*STUDY MATERIAL*:
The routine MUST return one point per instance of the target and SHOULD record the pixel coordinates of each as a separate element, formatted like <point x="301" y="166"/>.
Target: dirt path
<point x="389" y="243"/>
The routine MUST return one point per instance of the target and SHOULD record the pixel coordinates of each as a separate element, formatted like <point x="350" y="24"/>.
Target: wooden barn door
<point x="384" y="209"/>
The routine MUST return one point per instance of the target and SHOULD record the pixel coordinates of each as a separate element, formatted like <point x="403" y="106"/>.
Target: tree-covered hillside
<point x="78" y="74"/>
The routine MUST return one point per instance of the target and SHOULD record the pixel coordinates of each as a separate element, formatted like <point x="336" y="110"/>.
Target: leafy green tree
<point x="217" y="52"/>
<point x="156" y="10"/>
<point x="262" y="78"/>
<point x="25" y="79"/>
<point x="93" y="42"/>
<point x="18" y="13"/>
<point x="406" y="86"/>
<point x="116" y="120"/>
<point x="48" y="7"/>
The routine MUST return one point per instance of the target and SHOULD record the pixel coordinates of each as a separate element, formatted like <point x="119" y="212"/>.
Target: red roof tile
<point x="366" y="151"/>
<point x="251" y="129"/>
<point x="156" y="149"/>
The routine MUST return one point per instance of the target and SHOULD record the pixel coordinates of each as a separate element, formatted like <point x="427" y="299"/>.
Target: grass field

*WORK INSTRUCTION*: Retype the material in full. Keep every character as it is.

*ANSWER TO THIS EXERCISE*:
The routine MUST return one point per instance of the target and SHOULD record the pixel coordinates of each as a separate element, formatted like <point x="301" y="166"/>.
Target: dirt path
<point x="389" y="243"/>
The routine MUST return one point per instance of the target and SHOULD record the pixel coordinates of each as a separate element, formatted like <point x="350" y="24"/>.
Target: wooden barn door
<point x="384" y="209"/>
The routine MUST return one point per instance of the target and SHOULD record the pixel coordinates of each as a separate element, formatted like <point x="403" y="106"/>.
Target: tree-covered hillside
<point x="78" y="74"/>
The routine MUST return one point per instance of the target and SHOULD record the pixel coordinates of each as a separate element, formatted like <point x="336" y="110"/>.
Target: leafy green tree
<point x="217" y="52"/>
<point x="156" y="10"/>
<point x="262" y="78"/>
<point x="25" y="79"/>
<point x="93" y="42"/>
<point x="18" y="13"/>
<point x="406" y="86"/>
<point x="116" y="120"/>
<point x="48" y="7"/>
The routine MUST return one point per instance of the target and SHOULD record the pixel coordinates of each as a separate element, formatted like <point x="119" y="212"/>.
Target: red roof tile
<point x="366" y="151"/>
<point x="251" y="129"/>
<point x="156" y="149"/>
The routine MUST return one point per instance of the target and SHOULD record the pixel coordinates of each as a separate element, formatted like <point x="427" y="299"/>.
Target: grass field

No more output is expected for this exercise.